## Start Source extract

The Quest for a Moral Compass is a rationalist history of ethics in which all of the repugnant and troubling elements of rationalism have been airbrushed, Soviet-style, from the record. To be sure, the absence from the book of the sleazy side of rationalism may come in part from mere ignorance. In any event, it’s clear that Malik prefers not to know. From one angle this may be the normal dishonesty of an evangelising ideologue: Malik has a world-view to promote, and he’s not going to let awkward facts get in his way. From another perspective, The Quest for a Moral Compass is a testament to the perplexities of secular faith. Like Lecky, Malik writes in order to prop up a belief in moral progress. The difference is that while the Victorian sage appears to have had few doubts regarding the creed he was promoting, Malik often seems as anxious to persuade himself as to persuade his readers.

In common with generations of rationalist writers, Malik begins the history of moral thought with the Greeks. A more reflective writer might have asked whether these ancient thinkers had the same conception of morality as we do. After all, it’s incontestable that the idea of morality we have today – a set of principles or laws aiming to protect a uniquely precious type of human value – derives from monotheism. Nothing like this can be found among the polytheistic Greeks, who when they talked of ethics meant the art of life, including aesthetics and politics as well as what we think of as prudence or self-interest. In fact, in the sense that we understand the term, the ancient Greeks did not have a “morality” at all. Starting with the Greeks creates a problem if you want to present the history of morality as a single, continuing story – and one that ends in some version of the modern secular assertion of universal human values. Greek ethics weren’t meant to be universal, and they can’t be wrenched apart from the metaphysical framework accepted by the most influential Greek philosophers.

Aristotle may have talked of the good life for human beings, but he never meant to include most of humankind. Women and “barbarians” (non-Greeks) were excluded, while slaves achieved the good life by being instruments of their masters. This wasn’t just prejudice on Aristotle’s part: it reflected the metaphysics that underpinned his ethics. “Aristotle was a different kind of philosopher to those that had gone before,” Malik writes. “There was in him none of the poetical, speculative or mystical.” This is, at best, a half-truth. Aristotle may have valued careful observation, but his view of the world as a whole was far from empirical; everything that existed had a purpose and a function in a cosmic hierarchy of value. At the top was the “unmoved Mover”, a godlike entity that devoted itself to perpetual contemplation. It was this mystical vision, more than any kind of empirical investigation, which supported Aristotle’s belief that human beings are rational animals. If the good life for human beings – or a few favoured specimens among them – consisted in contemplation, it was because such a life connected them with something of supreme value beyond the human world.

## End Source extract
## Start Records supplied

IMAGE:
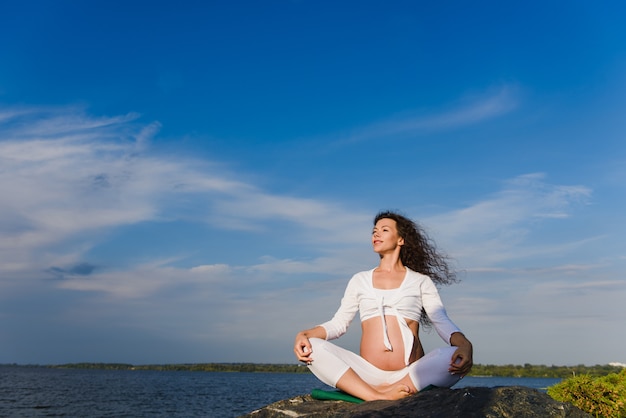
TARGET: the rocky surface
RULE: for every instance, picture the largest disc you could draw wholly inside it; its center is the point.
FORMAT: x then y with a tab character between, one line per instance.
469	402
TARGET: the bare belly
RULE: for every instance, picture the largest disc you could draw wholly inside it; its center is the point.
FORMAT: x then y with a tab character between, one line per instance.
373	347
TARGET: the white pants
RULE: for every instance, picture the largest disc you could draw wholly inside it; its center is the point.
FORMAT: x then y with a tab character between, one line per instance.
330	362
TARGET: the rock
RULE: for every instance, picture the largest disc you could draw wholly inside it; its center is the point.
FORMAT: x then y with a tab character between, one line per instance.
468	402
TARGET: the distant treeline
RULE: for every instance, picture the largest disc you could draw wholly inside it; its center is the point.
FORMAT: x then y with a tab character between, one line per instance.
527	370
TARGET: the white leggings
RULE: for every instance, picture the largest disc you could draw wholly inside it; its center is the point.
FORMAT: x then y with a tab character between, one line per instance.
330	362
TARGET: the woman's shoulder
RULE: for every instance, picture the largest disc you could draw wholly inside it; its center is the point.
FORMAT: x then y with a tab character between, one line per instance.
415	277
362	278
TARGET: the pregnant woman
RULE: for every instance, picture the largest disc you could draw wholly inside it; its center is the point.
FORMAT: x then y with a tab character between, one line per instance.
393	299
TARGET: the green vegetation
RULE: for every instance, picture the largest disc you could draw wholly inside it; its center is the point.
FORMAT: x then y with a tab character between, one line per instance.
527	370
603	396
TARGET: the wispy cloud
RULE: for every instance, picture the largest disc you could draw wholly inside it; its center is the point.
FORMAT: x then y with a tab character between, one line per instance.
469	111
496	229
67	178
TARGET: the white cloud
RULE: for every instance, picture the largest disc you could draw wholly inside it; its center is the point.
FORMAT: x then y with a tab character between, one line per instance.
496	229
470	111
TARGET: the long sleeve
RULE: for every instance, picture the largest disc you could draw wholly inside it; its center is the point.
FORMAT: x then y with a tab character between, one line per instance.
436	312
340	322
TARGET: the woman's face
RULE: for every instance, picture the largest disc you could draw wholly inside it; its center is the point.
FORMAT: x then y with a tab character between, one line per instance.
385	237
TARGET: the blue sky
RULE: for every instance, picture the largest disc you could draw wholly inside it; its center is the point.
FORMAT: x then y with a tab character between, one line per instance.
196	181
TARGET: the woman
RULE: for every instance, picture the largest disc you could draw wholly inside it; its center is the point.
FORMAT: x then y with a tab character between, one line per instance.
392	299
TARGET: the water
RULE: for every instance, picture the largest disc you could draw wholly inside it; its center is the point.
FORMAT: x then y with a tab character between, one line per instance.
42	392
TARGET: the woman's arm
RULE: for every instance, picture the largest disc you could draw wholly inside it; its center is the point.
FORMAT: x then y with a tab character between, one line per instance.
302	346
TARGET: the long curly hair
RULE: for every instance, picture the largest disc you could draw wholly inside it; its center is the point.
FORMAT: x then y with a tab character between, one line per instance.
420	254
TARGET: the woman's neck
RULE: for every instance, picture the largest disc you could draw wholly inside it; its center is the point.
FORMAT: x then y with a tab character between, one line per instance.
391	263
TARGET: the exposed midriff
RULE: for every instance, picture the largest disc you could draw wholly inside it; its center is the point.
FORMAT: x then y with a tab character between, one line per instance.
373	348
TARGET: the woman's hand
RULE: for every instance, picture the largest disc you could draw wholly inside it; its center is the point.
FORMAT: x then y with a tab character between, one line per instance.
302	348
462	359
302	345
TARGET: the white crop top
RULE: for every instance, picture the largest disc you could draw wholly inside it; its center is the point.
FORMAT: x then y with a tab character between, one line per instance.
416	291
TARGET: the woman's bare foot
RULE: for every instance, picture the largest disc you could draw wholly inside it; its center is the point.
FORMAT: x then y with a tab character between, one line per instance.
396	392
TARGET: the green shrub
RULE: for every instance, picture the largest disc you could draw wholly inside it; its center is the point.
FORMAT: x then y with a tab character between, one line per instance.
600	396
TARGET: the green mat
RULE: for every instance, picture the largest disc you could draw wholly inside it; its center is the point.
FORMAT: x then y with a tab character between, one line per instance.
338	395
334	395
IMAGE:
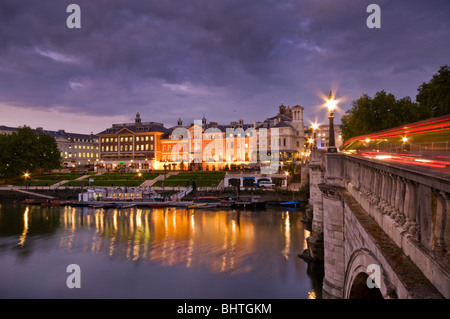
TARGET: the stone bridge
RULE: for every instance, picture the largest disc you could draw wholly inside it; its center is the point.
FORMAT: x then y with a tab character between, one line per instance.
379	223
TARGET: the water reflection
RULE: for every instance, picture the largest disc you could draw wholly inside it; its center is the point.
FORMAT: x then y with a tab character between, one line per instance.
262	245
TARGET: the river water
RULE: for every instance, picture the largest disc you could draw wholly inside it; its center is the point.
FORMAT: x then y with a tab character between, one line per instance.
165	253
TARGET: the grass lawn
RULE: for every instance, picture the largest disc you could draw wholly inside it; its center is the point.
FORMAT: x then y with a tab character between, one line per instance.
202	179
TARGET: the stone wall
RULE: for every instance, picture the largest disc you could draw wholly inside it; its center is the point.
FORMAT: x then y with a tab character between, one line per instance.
372	213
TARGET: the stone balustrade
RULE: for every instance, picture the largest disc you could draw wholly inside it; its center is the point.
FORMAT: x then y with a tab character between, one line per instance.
417	203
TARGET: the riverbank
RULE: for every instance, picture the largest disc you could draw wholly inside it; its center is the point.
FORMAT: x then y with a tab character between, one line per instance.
72	193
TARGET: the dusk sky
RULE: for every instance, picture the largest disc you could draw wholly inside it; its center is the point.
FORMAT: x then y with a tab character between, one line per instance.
227	59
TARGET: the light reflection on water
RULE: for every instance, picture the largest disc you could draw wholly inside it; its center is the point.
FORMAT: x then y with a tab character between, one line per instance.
241	254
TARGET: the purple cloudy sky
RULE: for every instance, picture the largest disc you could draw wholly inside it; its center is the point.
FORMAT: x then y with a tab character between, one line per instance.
227	59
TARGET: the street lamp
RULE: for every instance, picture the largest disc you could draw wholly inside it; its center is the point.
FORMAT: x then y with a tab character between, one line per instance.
287	174
315	126
26	175
331	104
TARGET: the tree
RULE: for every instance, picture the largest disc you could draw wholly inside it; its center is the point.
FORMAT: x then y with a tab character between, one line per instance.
25	152
435	95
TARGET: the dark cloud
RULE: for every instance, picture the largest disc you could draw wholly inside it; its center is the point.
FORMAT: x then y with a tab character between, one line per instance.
228	59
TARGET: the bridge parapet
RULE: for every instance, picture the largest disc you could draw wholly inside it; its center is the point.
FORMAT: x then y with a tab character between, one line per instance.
410	210
415	204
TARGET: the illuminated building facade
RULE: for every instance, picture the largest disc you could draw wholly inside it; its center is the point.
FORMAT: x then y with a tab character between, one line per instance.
77	150
131	145
203	145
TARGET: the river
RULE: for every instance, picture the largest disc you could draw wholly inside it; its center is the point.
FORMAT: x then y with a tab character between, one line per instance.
170	253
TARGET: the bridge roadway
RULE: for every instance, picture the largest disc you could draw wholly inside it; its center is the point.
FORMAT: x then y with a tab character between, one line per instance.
380	220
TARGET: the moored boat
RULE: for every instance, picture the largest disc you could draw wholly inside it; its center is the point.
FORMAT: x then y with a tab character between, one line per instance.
250	205
33	201
291	204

## End Records supplied

## Direction A
Name every person the passage about The Quest for a Moral Compass mentions by name.
## Direction B
Answer each of these about the passage about The Quest for a Moral Compass, marking your replies (i), (ii) and (iii):
(i) Which earlier writer does Malik resemble in writing to prop up a belief in moral progress?
(ii) From what does today's idea of morality derive?
(iii) What entity stood at the top of Aristotle's cosmic hierarchy of value?
## Direction C
Write the next part of the passage about The Quest for a Moral Compass, beginning after its final sentence.
The items are separate material with no connection to the passage about The Quest for a Moral Compass.

## Final result A
Malik, Lecky, Aristotle

## Final result B
(i) Lecky
(ii) Monotheism
(iii) The "unmoved Mover", a godlike entity devoted to perpetual contemplation

## Final result C
In contrast to the loving attention he lavishes on the ancient Greeks, Malik’s account of monotheism is largely hostile. When he gets round to discussing the contribution of Judaism in the fourth chapter, he focuses on Deuteronomy, “an angry work” that advocates “the brutal suppression of those who worship other gods, and, indeed, the slaughter of other ethnic groups”. He notes the existence of other biblical injunctions urging “thou shalt love thy neighbour as thyself”; but he says little about Job’s questioning of divine justice – a contribution to moral thinking more profound, to my mind, than anything in Greek philosophy. When he considers the birth of Christianity, he tells us that there was “little new” in the teachings of Jesus; any positive elements in Christianity are owed to Augustine, who for all his faults was “the last classical philosopher”. When he turns to Islam, the story is the same: he praises the religion mainly for preserving “the rationalist spirit that had been first carried by the Greeks” and for transmitting that spirit to Europe.

Malik is keen to stress the global reach of his account, and rightly points out that what today are considered “western values” would have been unrecognisable to canonical western thinkers of the past. Yet when he discusses the Hindu Vedas and the Buddha, Confucius and Taoism, it is as stages on the way to a higher form of moral consciousness that the modern west exemplifies. Buddhism is not bad as far as it goes, we learn, but lacks the world-transforming sense of agency of modern thinking. Taoism may have one or two points to its credit, but it suggests that unexamined lives may be worth living – a sacrilegious idea, for devout rationalists such as Malik. Other non-western traditions receive similarly patronising treatment. Presented in a style that is at times reminiscent of 1930s agitprop – one of the book’s central chapters is entitled “The Revolutionary Spirit and the Reactionary Soul” – what Malik gives us is not a history of moral thinking, with its many divergences and deep discontinuities, but a self-admiring fable.

In writing the history of morality in this way, Malik shows the formative influence of his own history as a one-time Trotskyist activist. The Socialist Workers Party and the Revolutionary Communist Party (for which he stood as a parliamentary candidate in 1987 and 1992) may be as thoroughly defunct, in terms of political influence, as the now-proverbial dead parrot. But it wasn’t the tens of millions of casualties Trotskyism incurred in faraway countries where revolution was serious business rather than an adolescent hobby that led Malik to move on from the beliefs of his youth. Instead, what produced the shift seems to have been a parochial intra-left debate about multiculturalism, which he opposed not because it involves compromising liberal freedoms, but because it tainted the purity of the revolutionary enterprise. Malik clings to a view of history, and humanity, that is essentially Marxian; yet he does so without being able to draw on any of the metaphysical and religious traditions that made Marx’s thinking such a powerful system of ideas. The result is a view of morality that is not so much erroneous – though Malik’s account contains numerous rudimentary mistakes – as basically incoherent.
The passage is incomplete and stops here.